• Directions for this task
Nothing should be output except the lines from the top of the material below through the line that contains "line as [734,52].", each exactly as written.

• The records
^^^^^^^^^^^^^^^^
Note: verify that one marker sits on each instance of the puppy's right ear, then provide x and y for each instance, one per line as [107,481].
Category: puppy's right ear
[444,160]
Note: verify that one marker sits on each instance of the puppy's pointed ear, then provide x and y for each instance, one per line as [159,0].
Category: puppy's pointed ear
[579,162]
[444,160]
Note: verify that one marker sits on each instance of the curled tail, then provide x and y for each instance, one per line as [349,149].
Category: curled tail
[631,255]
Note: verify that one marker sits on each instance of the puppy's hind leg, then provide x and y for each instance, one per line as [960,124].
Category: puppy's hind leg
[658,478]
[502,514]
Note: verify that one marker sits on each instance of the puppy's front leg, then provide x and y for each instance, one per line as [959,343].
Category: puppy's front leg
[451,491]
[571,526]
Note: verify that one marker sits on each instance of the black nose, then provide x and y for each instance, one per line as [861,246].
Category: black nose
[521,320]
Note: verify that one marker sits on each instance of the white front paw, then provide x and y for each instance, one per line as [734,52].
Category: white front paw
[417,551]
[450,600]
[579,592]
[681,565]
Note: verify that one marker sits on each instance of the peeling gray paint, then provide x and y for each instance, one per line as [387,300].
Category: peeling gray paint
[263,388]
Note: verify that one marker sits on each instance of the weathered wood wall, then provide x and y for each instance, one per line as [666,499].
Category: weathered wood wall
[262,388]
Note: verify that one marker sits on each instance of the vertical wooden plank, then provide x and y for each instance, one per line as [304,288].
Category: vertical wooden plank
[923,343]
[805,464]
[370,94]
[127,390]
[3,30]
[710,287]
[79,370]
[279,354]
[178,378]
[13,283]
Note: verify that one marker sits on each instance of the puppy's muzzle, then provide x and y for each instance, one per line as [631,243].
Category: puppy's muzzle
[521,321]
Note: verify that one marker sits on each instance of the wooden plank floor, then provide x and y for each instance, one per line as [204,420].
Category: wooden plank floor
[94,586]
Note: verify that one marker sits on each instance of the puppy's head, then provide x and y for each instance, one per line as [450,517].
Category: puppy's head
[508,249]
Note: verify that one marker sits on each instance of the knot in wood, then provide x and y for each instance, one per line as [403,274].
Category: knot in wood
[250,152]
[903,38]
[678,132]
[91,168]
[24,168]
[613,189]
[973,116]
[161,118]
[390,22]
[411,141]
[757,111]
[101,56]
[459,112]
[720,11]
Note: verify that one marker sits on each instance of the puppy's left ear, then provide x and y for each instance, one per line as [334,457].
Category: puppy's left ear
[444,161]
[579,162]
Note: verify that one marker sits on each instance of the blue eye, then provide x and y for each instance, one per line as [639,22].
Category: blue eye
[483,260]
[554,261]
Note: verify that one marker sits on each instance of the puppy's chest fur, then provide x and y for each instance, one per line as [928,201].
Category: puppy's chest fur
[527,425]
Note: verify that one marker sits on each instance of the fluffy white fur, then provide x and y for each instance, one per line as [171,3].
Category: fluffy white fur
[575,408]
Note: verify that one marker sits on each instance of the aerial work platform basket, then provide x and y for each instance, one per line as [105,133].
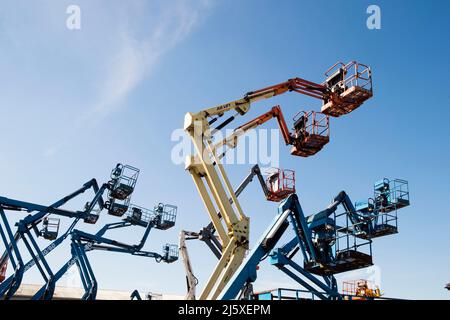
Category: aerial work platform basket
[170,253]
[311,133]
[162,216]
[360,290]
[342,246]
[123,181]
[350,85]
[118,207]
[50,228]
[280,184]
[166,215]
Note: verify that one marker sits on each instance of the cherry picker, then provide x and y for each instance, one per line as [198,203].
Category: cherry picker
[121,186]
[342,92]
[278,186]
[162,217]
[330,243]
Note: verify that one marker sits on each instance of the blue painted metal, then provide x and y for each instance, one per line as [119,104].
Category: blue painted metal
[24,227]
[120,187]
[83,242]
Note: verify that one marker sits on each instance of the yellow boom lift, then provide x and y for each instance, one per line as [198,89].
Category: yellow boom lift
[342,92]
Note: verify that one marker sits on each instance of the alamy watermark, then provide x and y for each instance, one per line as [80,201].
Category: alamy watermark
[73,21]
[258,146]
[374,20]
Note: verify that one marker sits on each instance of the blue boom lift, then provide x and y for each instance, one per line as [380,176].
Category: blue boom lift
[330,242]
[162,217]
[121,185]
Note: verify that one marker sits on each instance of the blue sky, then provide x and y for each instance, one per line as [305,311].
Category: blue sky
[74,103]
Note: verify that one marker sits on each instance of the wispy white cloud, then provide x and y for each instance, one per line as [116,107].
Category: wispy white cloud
^^^^^^^^^^^^^^^^
• Exercise response
Note: verify that one marker sits on each instance of the puppy's right ear, then provide x and y for each instance, one per line as [107,481].
Category: puppy's right ear
[444,160]
Note: verify that one marker sits on each instance of the puppy's pointed ear, then provide x and y for each instance, one per line as [159,0].
Category: puppy's pointed ear
[579,162]
[444,160]
Note: verify that one marker sits on each instance of the curled tail, then provide x and y for each instance, one per line as [349,149].
Category: curled tail
[631,255]
Note: verify that one marker sits on each instance of the puppy's hind leg, then provide x and y for each instance, one per line as [960,124].
Category: puppy's hind leg
[658,478]
[502,514]
Note: verify that one marker sits on each instance of the puppy's front leg, then provide x and y for each instance, one per line as [959,343].
Category: puppy's front leg
[451,491]
[571,526]
Note: verify that one marker sits on each instance of the black nose, then provide x and y for each instance, one per line as [861,246].
Category: black nose
[521,320]
Note: verify that one marker sits on each instance of the white front paw, then provide x and y for each instance, one per line as [734,52].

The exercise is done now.